Include in the output the line containing "Note for the class: annotate every instance of the white house" and each subsequent line of the records, through the end, transcribed exactly. Add nothing else.
───── RECORDS PROVIDED
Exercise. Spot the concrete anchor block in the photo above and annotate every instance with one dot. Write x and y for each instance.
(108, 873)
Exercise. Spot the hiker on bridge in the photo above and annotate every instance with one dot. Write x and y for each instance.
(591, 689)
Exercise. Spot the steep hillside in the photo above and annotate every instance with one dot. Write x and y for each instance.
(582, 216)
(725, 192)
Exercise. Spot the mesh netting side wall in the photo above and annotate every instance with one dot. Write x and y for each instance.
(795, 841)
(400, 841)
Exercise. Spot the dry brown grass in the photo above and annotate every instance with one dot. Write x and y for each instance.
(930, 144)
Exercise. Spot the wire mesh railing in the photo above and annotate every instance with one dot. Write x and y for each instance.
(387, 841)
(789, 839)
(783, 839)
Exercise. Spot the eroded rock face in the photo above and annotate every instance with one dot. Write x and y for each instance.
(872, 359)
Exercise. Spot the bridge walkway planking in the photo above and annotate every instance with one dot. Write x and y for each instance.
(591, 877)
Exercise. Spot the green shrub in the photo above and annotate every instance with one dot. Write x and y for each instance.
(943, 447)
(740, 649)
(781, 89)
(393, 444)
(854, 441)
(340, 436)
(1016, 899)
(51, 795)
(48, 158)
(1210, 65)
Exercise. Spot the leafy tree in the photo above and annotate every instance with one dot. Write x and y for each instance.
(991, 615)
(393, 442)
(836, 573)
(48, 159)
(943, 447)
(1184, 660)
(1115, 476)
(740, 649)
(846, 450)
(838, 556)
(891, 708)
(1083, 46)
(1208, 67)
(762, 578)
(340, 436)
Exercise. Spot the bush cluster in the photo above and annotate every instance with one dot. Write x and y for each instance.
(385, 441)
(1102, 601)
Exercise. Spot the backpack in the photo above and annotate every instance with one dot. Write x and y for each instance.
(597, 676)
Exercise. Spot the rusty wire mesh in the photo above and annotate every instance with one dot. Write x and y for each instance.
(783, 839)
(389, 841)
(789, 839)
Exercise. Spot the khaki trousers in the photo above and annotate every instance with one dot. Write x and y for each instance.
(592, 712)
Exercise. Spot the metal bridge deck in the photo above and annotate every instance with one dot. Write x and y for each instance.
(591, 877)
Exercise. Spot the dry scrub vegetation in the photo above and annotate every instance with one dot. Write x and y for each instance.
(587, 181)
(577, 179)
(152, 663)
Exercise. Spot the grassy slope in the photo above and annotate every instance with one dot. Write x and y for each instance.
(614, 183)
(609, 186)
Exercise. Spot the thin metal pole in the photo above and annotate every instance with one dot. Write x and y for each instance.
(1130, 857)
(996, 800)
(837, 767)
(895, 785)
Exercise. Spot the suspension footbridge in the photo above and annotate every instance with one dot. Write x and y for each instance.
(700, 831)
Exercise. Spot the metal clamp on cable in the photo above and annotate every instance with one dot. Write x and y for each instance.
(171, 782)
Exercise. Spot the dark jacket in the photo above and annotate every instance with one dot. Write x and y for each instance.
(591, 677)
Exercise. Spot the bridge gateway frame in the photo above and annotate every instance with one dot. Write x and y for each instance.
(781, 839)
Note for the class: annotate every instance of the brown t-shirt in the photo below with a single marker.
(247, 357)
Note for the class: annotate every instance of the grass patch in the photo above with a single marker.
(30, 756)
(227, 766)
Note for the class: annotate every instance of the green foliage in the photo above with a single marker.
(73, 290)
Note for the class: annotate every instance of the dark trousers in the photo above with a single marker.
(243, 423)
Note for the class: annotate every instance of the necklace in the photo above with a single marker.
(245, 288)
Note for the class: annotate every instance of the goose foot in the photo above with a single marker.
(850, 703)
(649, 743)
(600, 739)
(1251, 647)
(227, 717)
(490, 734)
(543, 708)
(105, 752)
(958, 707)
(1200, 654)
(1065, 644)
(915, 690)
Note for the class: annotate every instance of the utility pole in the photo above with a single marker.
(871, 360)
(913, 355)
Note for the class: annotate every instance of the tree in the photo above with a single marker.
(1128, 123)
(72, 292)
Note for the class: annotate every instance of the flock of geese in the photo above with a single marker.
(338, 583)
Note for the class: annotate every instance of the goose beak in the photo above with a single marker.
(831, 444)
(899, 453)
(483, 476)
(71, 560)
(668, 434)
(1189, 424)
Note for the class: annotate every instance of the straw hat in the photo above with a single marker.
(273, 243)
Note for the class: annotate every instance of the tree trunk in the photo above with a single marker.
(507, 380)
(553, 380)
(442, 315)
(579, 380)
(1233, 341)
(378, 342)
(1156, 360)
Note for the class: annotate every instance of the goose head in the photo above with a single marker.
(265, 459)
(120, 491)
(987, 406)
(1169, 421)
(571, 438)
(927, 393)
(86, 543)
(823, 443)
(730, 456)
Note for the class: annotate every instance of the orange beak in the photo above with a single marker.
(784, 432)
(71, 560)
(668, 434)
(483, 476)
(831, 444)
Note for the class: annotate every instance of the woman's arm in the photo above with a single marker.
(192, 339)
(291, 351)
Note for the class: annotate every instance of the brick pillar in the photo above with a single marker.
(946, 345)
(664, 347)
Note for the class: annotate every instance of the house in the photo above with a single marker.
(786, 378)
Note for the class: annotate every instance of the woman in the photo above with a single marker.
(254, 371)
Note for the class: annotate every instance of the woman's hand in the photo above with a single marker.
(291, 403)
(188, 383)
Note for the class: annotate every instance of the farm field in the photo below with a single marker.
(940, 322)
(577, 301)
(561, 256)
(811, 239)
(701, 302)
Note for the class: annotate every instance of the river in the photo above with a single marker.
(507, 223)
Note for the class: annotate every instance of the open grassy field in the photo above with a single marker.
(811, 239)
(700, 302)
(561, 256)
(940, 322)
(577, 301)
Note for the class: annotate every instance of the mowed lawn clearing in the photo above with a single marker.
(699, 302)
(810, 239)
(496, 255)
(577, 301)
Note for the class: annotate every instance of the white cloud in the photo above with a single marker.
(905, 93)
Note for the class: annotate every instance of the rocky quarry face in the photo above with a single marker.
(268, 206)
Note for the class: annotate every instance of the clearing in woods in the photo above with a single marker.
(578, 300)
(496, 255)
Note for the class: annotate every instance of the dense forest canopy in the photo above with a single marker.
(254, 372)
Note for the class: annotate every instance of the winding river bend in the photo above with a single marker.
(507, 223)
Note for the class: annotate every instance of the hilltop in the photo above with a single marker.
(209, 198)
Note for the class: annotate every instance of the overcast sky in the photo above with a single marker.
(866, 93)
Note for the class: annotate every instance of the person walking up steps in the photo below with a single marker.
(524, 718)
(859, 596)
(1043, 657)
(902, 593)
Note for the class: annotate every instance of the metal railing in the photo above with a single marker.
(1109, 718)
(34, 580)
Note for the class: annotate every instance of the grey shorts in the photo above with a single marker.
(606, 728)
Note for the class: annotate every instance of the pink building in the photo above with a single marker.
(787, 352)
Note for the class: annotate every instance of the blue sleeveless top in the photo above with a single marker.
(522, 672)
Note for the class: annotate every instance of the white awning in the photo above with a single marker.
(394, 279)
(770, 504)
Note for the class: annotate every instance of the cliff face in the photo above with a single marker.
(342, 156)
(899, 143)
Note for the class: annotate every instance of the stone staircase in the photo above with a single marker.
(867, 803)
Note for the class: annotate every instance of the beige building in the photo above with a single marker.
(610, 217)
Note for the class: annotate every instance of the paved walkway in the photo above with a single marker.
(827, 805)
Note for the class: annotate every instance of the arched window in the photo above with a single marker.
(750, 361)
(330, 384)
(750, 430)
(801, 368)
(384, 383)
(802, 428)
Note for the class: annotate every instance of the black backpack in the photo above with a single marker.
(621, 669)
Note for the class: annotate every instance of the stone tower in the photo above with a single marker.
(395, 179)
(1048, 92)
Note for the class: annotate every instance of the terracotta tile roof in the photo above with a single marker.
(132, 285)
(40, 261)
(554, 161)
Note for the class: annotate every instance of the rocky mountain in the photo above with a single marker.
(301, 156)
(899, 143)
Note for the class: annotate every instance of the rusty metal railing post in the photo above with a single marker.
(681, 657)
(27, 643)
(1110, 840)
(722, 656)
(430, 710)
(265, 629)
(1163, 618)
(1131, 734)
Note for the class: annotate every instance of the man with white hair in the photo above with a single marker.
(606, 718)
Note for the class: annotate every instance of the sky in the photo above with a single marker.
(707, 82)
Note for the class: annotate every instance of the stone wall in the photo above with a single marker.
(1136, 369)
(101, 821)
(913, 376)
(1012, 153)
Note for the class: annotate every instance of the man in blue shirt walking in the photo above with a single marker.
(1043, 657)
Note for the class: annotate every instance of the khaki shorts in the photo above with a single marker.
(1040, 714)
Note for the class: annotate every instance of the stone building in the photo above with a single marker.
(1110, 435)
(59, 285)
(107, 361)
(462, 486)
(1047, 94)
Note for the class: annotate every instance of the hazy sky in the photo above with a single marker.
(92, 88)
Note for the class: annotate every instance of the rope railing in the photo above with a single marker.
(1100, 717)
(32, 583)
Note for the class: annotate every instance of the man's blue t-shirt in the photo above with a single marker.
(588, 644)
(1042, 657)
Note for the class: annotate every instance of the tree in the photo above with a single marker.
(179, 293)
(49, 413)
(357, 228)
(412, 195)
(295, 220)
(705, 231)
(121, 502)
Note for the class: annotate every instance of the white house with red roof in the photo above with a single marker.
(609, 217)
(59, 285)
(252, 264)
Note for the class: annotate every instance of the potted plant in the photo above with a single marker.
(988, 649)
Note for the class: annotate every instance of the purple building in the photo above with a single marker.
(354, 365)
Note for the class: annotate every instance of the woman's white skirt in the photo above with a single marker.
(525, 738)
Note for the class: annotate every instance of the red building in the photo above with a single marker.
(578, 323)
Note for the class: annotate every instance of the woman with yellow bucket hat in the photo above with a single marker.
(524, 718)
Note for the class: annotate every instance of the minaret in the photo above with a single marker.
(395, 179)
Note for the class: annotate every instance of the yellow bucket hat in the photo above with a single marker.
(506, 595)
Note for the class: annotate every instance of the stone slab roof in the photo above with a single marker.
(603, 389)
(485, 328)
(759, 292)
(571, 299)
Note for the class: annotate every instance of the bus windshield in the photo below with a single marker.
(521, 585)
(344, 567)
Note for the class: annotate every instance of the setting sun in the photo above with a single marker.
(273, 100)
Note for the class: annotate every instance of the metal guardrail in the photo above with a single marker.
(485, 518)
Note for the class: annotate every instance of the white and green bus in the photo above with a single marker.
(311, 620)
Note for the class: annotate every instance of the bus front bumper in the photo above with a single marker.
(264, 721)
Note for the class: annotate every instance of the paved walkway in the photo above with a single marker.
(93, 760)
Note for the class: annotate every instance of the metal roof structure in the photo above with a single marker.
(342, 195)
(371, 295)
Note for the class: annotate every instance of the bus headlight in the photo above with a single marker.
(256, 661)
──────────
▸ **ANSWER TO THIS EXERCISE**
Note for the class: annotate every instance of the white house with red roof in the photo above with a single marker.
(609, 217)
(59, 285)
(252, 264)
Note for the class: annotate every instance of the potted plant in the photo above with a single marker.
(988, 649)
Note for the class: annotate every instance of the purple building in the photo above with a single marker.
(354, 365)
Note for the class: annotate every instance of the woman's white skirt in the photo above with a single marker.
(525, 738)
Note for the class: annotate every instance of the red building in the photo above with a single marker.
(578, 323)
Note for the class: annotate every instance of the woman with yellow bucket hat in the photo above with a single marker.
(524, 718)
Note for the class: annotate every instance of the minaret in the photo above with a single marker.
(395, 179)
Note for the class: annotate every instance of the yellow bucket hat in the photo above with a single marker.
(506, 595)
Note for the class: annotate every instance of the stone slab roof in the photo above with a single marker.
(603, 389)
(485, 328)
(759, 292)
(571, 299)
Note for the class: annotate every instance of the bus windshield in the photo below with a single marker.
(521, 585)
(344, 567)
Note for the class: annotate every instance of the setting sun in the photo above with a single marker.
(273, 100)
Note for the class: annotate every instance of the metal guardrail in the photo above with a single marker.
(485, 518)
Note for the class: annotate every instance of the white and green bus in the photo above with a single marker.
(311, 620)
Note for the class: annotate every instance of the bus front bumper in the photo above with a single marker.
(264, 721)
Note for the class: annotate every instance of the paved walkway in the photo above with a single marker.
(93, 760)
Note for the class: annotate every instance of the metal roof structure in the photo above with a single marker.
(342, 195)
(371, 295)
Note for the class: annotate every instance of the bus headlight in the photo above with a single marker.
(256, 661)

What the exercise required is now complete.